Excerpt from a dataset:
## START
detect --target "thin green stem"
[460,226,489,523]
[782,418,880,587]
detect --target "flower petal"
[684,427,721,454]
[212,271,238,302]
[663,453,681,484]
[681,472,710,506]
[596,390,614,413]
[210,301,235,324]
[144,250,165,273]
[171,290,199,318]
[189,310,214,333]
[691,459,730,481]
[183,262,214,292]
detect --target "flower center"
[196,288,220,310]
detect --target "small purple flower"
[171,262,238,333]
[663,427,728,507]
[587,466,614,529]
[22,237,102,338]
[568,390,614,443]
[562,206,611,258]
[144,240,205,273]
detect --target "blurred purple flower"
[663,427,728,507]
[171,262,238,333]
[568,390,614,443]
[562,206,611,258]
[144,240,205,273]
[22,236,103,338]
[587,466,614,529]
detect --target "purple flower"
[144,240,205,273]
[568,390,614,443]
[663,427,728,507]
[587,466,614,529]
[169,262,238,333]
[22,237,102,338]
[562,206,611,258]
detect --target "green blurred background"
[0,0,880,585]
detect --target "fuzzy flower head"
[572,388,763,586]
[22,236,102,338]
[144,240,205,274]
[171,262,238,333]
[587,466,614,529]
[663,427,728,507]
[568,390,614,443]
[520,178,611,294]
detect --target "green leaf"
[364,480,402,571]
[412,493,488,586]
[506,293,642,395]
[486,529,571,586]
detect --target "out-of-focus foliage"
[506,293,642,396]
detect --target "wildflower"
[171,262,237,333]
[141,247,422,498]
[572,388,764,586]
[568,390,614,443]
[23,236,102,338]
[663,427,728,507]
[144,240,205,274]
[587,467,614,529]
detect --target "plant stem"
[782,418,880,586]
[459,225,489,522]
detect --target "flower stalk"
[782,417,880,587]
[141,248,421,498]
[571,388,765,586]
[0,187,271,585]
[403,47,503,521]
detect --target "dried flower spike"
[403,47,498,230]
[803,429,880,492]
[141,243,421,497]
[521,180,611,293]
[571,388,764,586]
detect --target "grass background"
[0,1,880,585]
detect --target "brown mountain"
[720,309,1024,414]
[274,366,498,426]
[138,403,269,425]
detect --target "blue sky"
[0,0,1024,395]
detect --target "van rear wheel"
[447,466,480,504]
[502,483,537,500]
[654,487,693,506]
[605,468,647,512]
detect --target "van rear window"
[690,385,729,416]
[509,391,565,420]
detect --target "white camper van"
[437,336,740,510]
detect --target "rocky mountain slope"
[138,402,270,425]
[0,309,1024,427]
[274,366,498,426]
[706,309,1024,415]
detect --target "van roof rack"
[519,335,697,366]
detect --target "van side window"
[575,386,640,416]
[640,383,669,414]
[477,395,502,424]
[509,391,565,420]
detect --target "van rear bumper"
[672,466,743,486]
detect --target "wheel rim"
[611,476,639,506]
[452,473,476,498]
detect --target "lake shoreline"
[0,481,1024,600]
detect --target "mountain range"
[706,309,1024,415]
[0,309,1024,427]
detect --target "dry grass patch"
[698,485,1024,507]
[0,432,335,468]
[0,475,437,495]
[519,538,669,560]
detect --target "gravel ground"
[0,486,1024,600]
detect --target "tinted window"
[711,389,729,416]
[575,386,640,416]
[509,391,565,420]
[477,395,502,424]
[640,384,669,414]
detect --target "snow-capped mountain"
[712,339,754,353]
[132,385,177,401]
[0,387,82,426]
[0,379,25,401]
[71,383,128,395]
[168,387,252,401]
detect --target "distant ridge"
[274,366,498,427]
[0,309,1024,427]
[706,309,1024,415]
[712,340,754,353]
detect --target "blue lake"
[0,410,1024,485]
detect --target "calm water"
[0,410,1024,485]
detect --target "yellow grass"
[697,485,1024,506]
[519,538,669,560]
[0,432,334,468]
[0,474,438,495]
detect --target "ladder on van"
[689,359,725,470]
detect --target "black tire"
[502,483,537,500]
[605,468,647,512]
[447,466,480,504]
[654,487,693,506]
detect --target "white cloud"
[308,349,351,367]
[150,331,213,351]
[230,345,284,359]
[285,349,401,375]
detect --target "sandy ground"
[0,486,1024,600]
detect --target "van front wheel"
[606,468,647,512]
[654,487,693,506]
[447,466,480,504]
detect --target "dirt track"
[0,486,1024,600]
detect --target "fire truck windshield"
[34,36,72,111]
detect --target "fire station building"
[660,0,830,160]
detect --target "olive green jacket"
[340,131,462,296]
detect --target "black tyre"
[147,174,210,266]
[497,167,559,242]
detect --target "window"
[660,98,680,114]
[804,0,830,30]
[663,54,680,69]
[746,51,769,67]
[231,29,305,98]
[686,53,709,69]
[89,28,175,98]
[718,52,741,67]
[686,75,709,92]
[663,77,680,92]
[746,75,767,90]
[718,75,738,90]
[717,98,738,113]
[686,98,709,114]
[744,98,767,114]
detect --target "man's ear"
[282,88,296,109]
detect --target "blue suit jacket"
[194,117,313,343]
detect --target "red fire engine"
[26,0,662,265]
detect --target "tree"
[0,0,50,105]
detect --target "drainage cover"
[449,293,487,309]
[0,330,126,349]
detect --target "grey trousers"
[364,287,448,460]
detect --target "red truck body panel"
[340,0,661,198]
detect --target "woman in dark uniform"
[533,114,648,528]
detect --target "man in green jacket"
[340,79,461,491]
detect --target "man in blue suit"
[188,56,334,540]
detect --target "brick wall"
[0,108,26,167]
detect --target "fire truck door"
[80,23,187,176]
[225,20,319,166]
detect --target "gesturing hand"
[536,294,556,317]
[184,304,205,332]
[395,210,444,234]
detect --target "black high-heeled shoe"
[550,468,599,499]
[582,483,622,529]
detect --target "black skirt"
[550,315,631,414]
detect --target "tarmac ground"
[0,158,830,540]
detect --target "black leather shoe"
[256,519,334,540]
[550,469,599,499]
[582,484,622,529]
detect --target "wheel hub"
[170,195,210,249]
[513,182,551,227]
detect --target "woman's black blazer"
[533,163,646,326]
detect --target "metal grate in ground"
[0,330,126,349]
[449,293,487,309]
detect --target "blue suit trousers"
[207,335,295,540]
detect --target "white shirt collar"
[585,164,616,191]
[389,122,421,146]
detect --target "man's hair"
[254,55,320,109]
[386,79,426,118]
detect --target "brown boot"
## END
What this task involves:
Number every line of the items above, in order and skipping any blank lines.

Exercise output:
1. detect --target "thin green stem"
2. [460,226,489,523]
3. [782,418,880,587]
4. detect --target "flower petal"
5. [684,427,721,454]
6. [212,271,238,302]
7. [663,453,681,484]
8. [681,472,710,506]
9. [596,390,614,413]
10. [210,301,235,324]
11. [144,250,165,273]
12. [171,290,199,318]
13. [189,310,214,333]
14. [691,459,730,481]
15. [183,262,214,292]
16. detect --target "flower center"
17. [196,288,220,310]
18. detect --target "small purple flower"
19. [171,262,238,333]
20. [663,427,728,507]
21. [587,466,614,529]
22. [22,237,102,338]
23. [568,390,614,443]
24. [562,206,611,258]
25. [144,240,205,273]
26. detect --target "blurred purple flower"
27. [663,427,728,507]
28. [171,262,238,333]
29. [568,390,614,443]
30. [562,206,611,258]
31. [144,240,205,273]
32. [22,236,103,338]
33. [587,466,614,529]
34. detect --target "purple flower"
35. [144,240,205,273]
36. [568,390,614,443]
37. [663,427,728,507]
38. [587,466,614,529]
39. [169,262,238,333]
40. [22,237,102,338]
41. [562,206,611,258]
42. detect --target "green blurred background"
43. [0,0,880,585]
44. detect --target "fuzzy flower head"
45. [572,388,763,586]
46. [22,236,102,338]
47. [144,240,205,274]
48. [171,262,238,333]
49. [587,466,614,529]
50. [663,427,728,507]
51. [568,390,614,443]
52. [520,178,611,294]
53. detect --target "green leaf"
54. [364,480,402,571]
55. [412,493,488,586]
56. [506,293,642,395]
57. [486,529,571,586]
58. detect --target "out-of-focus foliage"
59. [506,293,642,396]
60. detect --target "wildflower"
61. [171,262,237,333]
62. [141,247,422,498]
63. [572,388,764,586]
64. [568,390,614,443]
65. [23,236,102,338]
66. [663,427,728,507]
67. [144,240,205,274]
68. [587,467,614,529]
69. detect --target "plant stem"
70. [782,418,880,586]
71. [459,225,489,522]
72. detect --target "flower stalk"
73. [782,417,880,587]
74. [141,248,421,498]
75. [571,388,765,586]
76. [0,187,271,585]
77. [403,47,503,521]
78. detect --target "dried flower spike"
79. [403,47,498,230]
80. [803,429,880,492]
81. [141,243,421,497]
82. [521,180,611,293]
83. [571,388,764,586]
84. detect --target "grass background"
85. [0,1,880,585]
86. detect --target "brown mountain"
87. [720,309,1024,414]
88. [274,366,498,426]
89. [138,403,269,425]
90. detect --target "blue sky"
91. [0,0,1024,395]
92. detect --target "van rear wheel"
93. [447,466,480,504]
94. [502,483,537,500]
95. [654,487,693,506]
96. [605,468,647,512]
97. detect --target "van rear window"
98. [690,385,729,416]
99. [509,391,565,420]
100. detect --target "white camper van"
101. [437,336,740,510]
102. detect --target "rocky mountain slope"
103. [138,402,270,425]
104. [0,309,1024,427]
105. [274,366,498,426]
106. [706,309,1024,415]
107. detect --target "van roof rack"
108. [519,335,697,366]
109. detect --target "van side window"
110. [575,386,640,416]
111. [640,383,669,414]
112. [477,395,502,424]
113. [509,391,565,420]
114. detect --target "van rear bumper"
115. [672,466,743,486]
116. detect --target "wheel rim"
117. [611,476,639,506]
118. [452,473,476,498]
119. detect --target "lake shoreline"
120. [0,481,1024,600]
121. detect --target "mountain range"
122. [706,309,1024,415]
123. [0,309,1024,427]
124. detect --target "dry grass patch"
125. [698,485,1024,507]
126. [0,432,335,468]
127. [0,475,437,495]
128. [519,538,669,560]
129. detect --target "gravel ground"
130. [0,486,1024,600]
131. detect --target "tinted window"
132. [711,389,729,416]
133. [575,386,640,416]
134. [509,391,565,420]
135. [477,395,502,424]
136. [640,384,669,414]
137. detect --target "snow-capped mountain"
138. [712,339,754,353]
139. [132,385,177,401]
140. [0,387,82,426]
141. [0,379,25,401]
142. [71,383,128,395]
143. [168,387,252,401]
144. detect --target "distant ridge"
145. [274,366,498,427]
146. [0,309,1024,427]
147. [706,309,1024,415]
148. [712,340,754,353]
149. detect --target "blue lake"
150. [0,410,1024,485]
151. detect --target "calm water"
152. [0,410,1024,485]
153. detect --target "yellow grass"
154. [697,485,1024,506]
155. [519,538,669,560]
156. [0,432,334,468]
157. [0,474,438,495]
158. detect --target "ladder on van"
159. [689,359,725,470]
160. detect --target "black tire"
161. [502,483,537,500]
162. [605,468,647,512]
163. [447,466,480,504]
164. [654,487,693,506]
165. detect --target "white cloud"
166. [308,349,351,367]
167. [150,331,213,351]
168. [230,345,284,359]
169. [285,349,401,375]
170. detect --target "sandy ground"
171. [0,486,1024,600]
172. detect --target "van front wheel"
173. [606,468,647,512]
174. [654,487,693,506]
175. [447,466,480,504]
176. detect --target "dirt track"
177. [0,486,1024,600]
178. detect --target "fire truck windshield"
179. [34,36,72,111]
180. detect --target "fire station building"
181. [660,0,830,160]
182. detect --target "olive green jacket"
183. [340,131,462,296]
184. detect --target "black tyre"
185. [147,174,210,266]
186. [497,167,559,242]
187. detect --target "window"
188. [660,98,680,114]
189. [804,0,830,30]
190. [663,54,680,69]
191. [746,51,769,67]
192. [231,29,305,98]
193. [686,53,709,69]
194. [89,28,175,98]
195. [718,52,741,67]
196. [686,75,709,92]
197. [663,77,680,92]
198. [746,75,767,90]
199. [718,75,738,90]
200. [717,98,738,113]
201. [686,98,709,114]
202. [744,98,767,114]
203. detect --target "man's ear"
204. [282,88,296,109]
205. detect --target "blue suit jacket"
206. [194,117,313,343]
207. detect --target "red fire engine"
208. [26,0,662,265]
209. detect --target "tree"
210. [0,0,50,105]
211. detect --target "drainage cover"
212. [449,293,487,309]
213. [0,330,126,349]
214. detect --target "grey trousers"
215. [364,287,448,460]
216. detect --target "red truck body panel"
217. [340,0,661,198]
218. detect --target "woman in dark uniform"
219. [533,114,648,528]
220. detect --target "man in green jacket"
221. [340,79,461,491]
222. detect --target "man in blue suit"
223. [188,56,334,540]
224. detect --target "brick wall"
225. [0,108,26,167]
226. detect --target "fire truck door"
227. [80,23,187,176]
228. [225,20,319,166]
229. detect --target "gesturing hand"
230. [536,294,556,317]
231. [184,304,205,332]
232. [395,210,444,234]
233. detect --target "black high-heeled shoe"
234. [550,468,599,499]
235. [582,483,622,529]
236. detect --target "black skirt"
237. [550,315,631,414]
238. detect --target "tarmac ground"
239. [0,158,830,540]
240. detect --target "black leather shoe"
241. [256,519,334,540]
242. [550,469,599,499]
243. [582,484,622,529]
244. detect --target "wheel hub"
245. [170,195,210,249]
246. [513,182,551,227]
247. detect --target "woman's black blazer"
248. [533,163,646,326]
249. detect --target "metal grate in ground"
250. [0,330,126,349]
251. [449,293,487,309]
252. detect --target "blue suit trousers"
253. [207,335,295,540]
254. detect --target "white shirt collar"
255. [585,164,616,191]
256. [389,122,421,146]
257. detect --target "man's hair"
258. [254,55,320,109]
259. [386,79,426,118]
260. detect --target "brown boot"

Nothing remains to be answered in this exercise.